## start SUPPLIED INFORMATION

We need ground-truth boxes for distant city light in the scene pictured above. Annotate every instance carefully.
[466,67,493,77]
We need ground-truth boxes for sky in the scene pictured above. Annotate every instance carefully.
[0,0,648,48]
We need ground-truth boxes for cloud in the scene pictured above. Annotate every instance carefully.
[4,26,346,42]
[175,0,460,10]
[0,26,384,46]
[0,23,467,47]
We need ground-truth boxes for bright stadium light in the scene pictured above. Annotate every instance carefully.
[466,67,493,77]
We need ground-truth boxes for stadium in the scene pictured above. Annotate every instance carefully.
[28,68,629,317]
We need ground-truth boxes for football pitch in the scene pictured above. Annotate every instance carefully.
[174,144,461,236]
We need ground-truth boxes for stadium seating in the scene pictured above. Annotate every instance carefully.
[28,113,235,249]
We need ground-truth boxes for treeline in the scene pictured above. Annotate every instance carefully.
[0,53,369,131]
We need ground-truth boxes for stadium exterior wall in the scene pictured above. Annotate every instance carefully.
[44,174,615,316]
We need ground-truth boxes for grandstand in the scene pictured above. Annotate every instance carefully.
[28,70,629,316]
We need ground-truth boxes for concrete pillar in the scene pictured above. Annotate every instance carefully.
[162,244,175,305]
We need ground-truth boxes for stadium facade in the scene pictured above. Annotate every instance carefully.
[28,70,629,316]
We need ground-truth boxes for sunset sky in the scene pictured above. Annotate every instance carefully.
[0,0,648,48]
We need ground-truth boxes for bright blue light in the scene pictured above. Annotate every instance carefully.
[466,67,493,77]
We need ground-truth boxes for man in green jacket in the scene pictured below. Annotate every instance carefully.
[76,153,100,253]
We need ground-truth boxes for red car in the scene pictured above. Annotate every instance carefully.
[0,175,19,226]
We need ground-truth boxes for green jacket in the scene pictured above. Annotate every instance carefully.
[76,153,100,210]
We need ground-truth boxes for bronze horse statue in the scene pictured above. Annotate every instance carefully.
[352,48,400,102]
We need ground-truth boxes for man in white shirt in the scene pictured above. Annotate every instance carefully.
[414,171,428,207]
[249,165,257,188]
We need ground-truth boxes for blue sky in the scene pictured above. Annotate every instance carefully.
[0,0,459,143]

## end SUPPLIED INFORMATION

WHAT IS ASKED: Count the lines of the records above that contain the string "green", treating uppercase and lowercase as distinct. Give only the number.

RESULT FOR THIS TASK: 2